### Data extract:
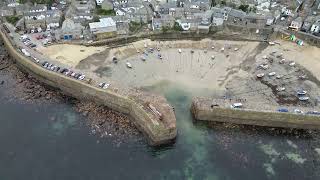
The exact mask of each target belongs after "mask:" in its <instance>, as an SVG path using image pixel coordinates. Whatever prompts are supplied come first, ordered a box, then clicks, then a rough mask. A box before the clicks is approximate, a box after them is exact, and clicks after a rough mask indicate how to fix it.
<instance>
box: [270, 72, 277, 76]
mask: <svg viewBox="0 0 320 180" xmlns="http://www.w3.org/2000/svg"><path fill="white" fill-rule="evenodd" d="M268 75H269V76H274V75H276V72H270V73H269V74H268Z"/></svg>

--

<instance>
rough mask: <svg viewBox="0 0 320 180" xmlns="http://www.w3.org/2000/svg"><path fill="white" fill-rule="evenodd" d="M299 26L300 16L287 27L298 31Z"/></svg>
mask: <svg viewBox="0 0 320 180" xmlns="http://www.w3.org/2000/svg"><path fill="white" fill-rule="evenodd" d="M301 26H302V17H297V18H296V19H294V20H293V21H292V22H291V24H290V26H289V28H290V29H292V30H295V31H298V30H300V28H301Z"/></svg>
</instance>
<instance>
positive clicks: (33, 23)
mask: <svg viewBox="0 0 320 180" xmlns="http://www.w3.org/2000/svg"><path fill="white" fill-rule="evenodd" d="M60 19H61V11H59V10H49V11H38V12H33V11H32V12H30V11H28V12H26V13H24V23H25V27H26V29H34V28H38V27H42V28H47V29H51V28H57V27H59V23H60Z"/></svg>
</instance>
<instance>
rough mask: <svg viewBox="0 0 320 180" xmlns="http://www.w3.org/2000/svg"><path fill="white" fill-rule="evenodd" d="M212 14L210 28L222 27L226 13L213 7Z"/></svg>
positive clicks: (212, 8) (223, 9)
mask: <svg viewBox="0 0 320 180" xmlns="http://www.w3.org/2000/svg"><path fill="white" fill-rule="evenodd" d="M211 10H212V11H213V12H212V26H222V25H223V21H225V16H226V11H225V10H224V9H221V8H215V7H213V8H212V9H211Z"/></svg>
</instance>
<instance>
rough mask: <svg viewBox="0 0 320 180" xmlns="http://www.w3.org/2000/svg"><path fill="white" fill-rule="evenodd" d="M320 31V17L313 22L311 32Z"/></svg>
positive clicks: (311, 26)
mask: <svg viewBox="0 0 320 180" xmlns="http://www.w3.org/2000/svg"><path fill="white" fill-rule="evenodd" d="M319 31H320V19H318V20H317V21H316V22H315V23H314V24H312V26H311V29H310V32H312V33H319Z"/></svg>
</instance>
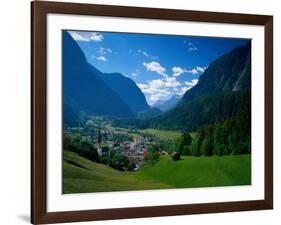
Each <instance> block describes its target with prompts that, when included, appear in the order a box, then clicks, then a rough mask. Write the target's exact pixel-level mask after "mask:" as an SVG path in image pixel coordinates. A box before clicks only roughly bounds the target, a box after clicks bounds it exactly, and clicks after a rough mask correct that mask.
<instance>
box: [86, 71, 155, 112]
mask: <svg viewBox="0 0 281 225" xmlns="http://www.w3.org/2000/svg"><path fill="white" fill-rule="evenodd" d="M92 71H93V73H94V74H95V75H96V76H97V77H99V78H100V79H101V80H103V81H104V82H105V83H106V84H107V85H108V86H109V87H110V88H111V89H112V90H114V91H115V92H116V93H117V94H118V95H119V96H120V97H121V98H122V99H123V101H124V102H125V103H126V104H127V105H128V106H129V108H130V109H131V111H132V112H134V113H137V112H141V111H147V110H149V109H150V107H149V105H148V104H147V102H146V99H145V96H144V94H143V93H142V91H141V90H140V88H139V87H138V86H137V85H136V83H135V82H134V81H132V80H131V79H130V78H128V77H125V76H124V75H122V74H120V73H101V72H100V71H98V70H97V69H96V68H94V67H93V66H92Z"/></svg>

...

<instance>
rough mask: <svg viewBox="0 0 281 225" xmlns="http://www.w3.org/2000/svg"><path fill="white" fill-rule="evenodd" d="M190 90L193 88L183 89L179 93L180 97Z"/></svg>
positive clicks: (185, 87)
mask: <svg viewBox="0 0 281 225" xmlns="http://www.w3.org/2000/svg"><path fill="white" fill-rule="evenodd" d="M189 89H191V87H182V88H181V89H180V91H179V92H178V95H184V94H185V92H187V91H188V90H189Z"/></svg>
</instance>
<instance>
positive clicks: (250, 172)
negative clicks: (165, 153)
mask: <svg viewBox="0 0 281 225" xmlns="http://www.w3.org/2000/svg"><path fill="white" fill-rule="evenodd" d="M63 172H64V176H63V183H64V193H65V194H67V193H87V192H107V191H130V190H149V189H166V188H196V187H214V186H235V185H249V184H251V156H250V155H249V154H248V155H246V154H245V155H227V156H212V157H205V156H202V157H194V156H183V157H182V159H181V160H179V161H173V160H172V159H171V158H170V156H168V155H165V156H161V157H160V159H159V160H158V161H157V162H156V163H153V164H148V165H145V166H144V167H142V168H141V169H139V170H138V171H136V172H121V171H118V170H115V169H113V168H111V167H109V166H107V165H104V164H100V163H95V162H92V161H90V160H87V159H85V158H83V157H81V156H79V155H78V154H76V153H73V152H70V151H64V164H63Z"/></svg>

### Task objective:
Go through the records and report each line that contains "after".

### Problem solution:
The exact mask of each target belongs after "mask:" in its <instance>, as an SVG path using image pixel coordinates. Whatever prompts are supplied come first, ordered a box, then clicks, then a rough mask. A box before the clicks is approximate, a box after them is exact, and clicks after a rough mask indicate how to fix it.
Each <instance> block describes its target with prompts that, when included, appear in the order a box, then clicks, then a rough mask. Write the target's exact pixel-level mask after "mask:" as an SVG path in image pixel coordinates. A box before clicks only roughly bounds the target, a box after clicks bounds it exactly, and clicks after a rough mask correct that mask.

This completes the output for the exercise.